[Goal of the exercise]
Every line of the entries below from the one containing "Where can the rock be" to the one containing "Where can the apartment", both ends included, must be written out exactly. No other line belongs in the answer.

= = = = = = =

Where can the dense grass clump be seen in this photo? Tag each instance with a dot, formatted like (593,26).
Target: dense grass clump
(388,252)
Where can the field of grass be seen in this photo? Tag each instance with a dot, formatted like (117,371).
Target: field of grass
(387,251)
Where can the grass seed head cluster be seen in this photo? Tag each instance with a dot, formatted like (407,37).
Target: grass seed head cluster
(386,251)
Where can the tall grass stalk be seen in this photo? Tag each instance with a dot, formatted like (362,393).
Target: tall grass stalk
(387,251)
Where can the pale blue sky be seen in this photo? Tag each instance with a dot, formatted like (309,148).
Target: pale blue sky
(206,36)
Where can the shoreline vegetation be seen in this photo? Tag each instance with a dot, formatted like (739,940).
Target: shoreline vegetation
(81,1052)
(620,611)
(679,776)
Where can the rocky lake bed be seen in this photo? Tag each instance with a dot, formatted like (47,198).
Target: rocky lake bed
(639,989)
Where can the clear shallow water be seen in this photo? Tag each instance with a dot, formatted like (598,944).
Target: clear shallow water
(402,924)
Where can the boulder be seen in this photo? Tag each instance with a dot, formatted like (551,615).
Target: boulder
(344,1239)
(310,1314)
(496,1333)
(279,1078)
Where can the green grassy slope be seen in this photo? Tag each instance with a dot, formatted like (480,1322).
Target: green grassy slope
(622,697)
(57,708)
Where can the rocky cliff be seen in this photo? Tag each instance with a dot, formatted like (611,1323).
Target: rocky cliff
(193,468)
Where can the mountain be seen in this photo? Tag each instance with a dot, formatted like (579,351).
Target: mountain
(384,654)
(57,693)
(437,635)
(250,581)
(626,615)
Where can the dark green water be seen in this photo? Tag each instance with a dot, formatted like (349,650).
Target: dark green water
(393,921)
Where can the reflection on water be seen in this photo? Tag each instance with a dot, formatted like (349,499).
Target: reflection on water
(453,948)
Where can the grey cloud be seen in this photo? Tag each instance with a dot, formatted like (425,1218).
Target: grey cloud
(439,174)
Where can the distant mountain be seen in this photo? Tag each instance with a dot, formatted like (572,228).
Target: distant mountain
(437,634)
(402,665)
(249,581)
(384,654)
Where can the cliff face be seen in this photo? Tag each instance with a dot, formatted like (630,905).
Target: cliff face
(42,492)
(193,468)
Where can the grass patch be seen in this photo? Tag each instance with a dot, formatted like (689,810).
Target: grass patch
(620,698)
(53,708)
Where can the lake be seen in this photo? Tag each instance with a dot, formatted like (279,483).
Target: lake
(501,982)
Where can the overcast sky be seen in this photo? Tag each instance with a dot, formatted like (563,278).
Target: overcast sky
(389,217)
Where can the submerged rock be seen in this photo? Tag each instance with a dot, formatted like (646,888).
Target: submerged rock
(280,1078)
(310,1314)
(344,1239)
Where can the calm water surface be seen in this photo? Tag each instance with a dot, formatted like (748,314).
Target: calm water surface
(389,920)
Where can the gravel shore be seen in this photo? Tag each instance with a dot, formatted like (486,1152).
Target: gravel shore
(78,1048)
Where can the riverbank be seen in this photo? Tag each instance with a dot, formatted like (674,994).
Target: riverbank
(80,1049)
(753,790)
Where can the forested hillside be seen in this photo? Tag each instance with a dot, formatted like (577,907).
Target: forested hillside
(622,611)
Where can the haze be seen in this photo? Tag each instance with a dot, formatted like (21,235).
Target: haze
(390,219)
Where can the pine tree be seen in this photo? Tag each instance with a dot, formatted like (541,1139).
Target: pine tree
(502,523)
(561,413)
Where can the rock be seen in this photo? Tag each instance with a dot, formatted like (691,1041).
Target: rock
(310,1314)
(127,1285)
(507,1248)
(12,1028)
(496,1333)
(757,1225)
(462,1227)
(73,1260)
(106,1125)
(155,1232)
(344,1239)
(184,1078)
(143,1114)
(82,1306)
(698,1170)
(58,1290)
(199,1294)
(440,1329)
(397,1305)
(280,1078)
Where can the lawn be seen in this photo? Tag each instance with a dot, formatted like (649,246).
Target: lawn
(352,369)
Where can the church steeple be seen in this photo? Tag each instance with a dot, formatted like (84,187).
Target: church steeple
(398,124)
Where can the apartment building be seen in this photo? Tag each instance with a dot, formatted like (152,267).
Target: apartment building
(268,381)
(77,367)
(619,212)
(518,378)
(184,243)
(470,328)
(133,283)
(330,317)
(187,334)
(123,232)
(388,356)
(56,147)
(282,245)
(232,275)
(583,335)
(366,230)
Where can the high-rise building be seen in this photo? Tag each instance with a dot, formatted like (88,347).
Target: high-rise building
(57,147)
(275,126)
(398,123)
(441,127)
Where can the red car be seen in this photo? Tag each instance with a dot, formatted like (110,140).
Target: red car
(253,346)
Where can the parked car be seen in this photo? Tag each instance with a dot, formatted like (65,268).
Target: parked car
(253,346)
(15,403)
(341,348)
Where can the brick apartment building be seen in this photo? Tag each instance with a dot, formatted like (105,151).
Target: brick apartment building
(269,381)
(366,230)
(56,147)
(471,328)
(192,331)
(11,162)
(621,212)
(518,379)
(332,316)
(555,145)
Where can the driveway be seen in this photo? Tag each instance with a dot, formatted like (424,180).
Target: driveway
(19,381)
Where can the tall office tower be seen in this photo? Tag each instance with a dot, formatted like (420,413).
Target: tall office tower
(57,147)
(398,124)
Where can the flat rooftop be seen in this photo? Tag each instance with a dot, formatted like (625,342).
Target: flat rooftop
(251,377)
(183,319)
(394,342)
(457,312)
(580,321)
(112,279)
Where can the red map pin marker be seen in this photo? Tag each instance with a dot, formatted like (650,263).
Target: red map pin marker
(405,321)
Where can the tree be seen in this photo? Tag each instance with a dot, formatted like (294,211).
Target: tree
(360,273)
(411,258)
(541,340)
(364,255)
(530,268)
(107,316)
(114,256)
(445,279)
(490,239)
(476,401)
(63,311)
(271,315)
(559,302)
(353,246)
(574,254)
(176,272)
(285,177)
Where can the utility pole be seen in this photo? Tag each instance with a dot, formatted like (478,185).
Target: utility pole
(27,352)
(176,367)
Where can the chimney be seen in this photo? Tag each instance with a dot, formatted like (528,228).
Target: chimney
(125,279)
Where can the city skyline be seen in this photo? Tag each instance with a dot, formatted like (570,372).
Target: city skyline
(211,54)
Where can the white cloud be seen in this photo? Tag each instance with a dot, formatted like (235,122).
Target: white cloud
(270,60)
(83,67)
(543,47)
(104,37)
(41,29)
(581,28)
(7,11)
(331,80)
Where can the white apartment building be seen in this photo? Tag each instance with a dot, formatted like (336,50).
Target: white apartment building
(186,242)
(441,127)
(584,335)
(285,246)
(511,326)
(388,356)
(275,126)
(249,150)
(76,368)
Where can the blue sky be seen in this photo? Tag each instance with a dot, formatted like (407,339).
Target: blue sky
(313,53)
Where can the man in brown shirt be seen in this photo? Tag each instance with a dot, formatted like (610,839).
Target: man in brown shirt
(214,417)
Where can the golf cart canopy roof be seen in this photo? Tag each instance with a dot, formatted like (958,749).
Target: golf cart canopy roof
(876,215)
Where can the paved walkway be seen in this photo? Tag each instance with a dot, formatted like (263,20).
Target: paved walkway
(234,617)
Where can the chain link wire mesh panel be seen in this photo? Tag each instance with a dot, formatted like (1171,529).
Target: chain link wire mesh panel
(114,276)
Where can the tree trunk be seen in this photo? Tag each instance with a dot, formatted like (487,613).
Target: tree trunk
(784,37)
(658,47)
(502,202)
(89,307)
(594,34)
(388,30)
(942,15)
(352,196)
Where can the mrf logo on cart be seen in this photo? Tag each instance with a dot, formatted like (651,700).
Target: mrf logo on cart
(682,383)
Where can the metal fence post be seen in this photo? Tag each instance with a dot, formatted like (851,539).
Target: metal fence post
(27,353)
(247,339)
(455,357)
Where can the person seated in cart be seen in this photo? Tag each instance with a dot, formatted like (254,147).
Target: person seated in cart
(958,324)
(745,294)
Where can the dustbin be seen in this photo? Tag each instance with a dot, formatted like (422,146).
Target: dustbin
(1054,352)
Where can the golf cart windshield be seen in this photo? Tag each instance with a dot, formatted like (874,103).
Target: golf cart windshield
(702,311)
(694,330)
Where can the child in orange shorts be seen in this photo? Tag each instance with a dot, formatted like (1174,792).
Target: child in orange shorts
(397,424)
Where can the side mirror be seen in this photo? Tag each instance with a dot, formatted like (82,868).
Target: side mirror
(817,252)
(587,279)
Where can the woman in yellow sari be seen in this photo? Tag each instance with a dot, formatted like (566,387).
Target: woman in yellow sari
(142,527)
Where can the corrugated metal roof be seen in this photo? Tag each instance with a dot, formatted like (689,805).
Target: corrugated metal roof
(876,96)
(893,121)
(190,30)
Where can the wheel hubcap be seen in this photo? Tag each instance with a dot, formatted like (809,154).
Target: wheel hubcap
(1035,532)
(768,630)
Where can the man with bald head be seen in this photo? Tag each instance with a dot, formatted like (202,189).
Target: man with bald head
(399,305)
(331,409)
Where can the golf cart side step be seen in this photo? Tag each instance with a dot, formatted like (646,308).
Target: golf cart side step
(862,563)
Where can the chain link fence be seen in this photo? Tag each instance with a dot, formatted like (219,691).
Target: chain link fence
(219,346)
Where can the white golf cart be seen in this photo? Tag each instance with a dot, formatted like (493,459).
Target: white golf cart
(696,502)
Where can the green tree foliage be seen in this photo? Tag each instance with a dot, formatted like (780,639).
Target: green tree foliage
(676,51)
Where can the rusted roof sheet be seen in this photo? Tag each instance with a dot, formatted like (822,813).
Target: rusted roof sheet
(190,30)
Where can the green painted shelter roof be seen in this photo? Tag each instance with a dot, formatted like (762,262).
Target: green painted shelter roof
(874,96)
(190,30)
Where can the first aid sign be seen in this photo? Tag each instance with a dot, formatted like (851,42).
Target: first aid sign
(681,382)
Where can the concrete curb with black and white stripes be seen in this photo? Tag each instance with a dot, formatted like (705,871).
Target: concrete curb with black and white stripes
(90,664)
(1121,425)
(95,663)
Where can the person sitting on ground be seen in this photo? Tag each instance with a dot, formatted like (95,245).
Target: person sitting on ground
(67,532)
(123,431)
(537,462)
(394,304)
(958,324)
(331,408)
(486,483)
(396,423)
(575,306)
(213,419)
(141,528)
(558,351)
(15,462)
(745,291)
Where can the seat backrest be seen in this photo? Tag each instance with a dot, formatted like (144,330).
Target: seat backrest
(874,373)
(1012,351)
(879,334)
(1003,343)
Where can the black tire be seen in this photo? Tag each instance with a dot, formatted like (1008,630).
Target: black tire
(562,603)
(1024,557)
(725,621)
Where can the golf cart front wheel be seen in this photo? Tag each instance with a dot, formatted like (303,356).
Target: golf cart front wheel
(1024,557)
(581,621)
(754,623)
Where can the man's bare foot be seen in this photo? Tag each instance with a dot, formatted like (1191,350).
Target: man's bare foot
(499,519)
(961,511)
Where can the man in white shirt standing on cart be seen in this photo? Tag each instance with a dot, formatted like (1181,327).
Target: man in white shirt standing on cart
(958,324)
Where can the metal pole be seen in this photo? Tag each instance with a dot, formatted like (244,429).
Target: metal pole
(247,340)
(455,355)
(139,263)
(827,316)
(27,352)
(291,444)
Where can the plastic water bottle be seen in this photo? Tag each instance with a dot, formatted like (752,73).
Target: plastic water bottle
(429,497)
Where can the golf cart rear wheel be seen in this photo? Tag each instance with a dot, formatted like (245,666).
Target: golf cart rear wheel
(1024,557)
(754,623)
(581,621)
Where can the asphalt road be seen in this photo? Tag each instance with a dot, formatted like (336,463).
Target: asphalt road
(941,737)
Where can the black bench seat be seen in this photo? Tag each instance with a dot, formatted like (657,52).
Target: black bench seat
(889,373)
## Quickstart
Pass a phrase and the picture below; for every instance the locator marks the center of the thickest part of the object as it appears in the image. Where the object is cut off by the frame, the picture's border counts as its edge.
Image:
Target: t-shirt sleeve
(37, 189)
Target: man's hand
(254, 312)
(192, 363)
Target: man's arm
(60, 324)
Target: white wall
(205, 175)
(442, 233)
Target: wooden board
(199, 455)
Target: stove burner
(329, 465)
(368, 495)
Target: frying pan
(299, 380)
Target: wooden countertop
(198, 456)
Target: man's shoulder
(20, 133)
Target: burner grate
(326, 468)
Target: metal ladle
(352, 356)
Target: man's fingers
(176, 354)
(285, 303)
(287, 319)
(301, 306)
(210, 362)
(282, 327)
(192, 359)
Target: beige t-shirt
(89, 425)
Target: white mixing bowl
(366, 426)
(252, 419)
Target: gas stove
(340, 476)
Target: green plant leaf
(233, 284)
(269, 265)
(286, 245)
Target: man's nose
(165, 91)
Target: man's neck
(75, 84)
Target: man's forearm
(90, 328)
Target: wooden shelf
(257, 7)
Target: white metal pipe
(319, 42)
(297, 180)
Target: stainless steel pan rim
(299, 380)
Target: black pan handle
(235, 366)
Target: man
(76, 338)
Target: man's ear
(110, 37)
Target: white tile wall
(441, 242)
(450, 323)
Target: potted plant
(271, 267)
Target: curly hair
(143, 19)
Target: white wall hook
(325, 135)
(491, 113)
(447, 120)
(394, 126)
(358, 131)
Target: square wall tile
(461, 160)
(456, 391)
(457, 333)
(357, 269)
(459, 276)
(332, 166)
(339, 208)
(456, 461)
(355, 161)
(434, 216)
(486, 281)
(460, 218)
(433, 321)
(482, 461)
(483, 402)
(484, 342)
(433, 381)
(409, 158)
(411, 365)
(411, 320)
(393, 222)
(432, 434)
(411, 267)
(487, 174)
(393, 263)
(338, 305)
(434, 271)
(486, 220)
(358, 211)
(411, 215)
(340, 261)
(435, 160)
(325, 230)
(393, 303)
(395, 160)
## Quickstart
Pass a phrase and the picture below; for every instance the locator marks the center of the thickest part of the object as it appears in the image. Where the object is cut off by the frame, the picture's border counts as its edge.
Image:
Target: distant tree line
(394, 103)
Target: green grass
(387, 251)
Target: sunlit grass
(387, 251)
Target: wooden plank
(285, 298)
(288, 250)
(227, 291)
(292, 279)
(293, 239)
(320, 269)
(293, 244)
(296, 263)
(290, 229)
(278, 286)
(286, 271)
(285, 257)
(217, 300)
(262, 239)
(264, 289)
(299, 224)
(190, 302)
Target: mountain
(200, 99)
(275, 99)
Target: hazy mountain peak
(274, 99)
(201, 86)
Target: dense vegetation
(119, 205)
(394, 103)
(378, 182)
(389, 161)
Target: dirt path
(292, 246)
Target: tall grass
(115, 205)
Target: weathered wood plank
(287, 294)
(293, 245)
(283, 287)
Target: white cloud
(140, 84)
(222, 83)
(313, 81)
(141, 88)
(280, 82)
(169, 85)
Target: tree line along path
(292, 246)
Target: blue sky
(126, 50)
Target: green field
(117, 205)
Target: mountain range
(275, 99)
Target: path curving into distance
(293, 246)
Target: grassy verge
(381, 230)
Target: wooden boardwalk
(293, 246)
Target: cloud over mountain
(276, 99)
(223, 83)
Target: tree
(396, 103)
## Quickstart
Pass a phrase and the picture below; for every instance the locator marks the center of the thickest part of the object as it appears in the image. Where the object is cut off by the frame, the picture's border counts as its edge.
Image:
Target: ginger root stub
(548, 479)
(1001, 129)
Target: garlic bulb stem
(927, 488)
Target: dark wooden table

= = = = = = =

[Output for this task]
Where can the rock be seen in this photo? Tag each instance with a dot, formatted like (691,1041).
Target: rock
(310,1314)
(127,1285)
(507,1248)
(12,1028)
(496,1333)
(757,1225)
(462,1227)
(73,1260)
(106,1125)
(155,1232)
(344,1239)
(184,1078)
(143,1114)
(82,1306)
(698,1170)
(58,1290)
(199,1294)
(440,1329)
(397,1305)
(280,1078)
Where can the lawn be seen in this photo? Tag each instance with a dot, formatted like (649,246).
Target: lawn
(352,369)
Where can the church steeple be seen in this photo? Tag each instance with a dot, formatted like (84,187).
Target: church steeple
(398,124)
Where can the apartment building be seen in this photo? Tag each instance with a dot, formatted like (152,267).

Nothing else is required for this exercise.